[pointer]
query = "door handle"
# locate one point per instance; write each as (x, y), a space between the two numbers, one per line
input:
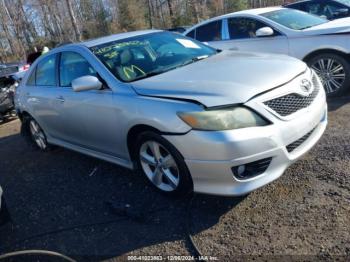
(60, 98)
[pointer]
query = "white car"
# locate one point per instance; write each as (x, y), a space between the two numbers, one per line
(323, 44)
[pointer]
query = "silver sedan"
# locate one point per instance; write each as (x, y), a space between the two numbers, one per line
(187, 116)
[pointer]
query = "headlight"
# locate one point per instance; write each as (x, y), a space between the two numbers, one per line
(225, 119)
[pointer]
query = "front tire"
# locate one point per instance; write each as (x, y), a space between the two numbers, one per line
(334, 72)
(162, 164)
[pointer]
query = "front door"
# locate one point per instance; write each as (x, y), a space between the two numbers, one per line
(87, 118)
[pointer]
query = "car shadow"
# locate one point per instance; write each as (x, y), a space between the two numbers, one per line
(90, 209)
(337, 102)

## TASK OBJECTIVE
Reproduce all of the material above word for word. Omit the pictures.

## RESPONSE TO THIS TASK
[pointer]
query = "door handle"
# locate one point per instance; write each as (x, y), a space between the two numbers, one per line
input:
(60, 98)
[pointer]
query = "white car"
# locate one point per instance; write each as (x, y), a space between the two numbers, one per line
(323, 44)
[pointer]
query = "silver sedan"
# locate one point per instance; write each as (x, y), a space between the two numbers, one per line
(187, 116)
[pointer]
query = "headlight"
# locate one point per instance; write each as (x, y), a space between the two numbers, one per line
(225, 119)
[pointer]
query = "front tire"
# locate one point per instance; write each as (x, y), a space between the two numbers, one per line
(334, 72)
(162, 164)
[pointer]
query = "front door"
# locate one point per instance; write each as (x, y), a space between the two numbers, one per line
(87, 118)
[pointer]
query = "car shadow"
# locate one point per instance; write each as (x, y), a space between the two numbers, one per line
(90, 209)
(337, 102)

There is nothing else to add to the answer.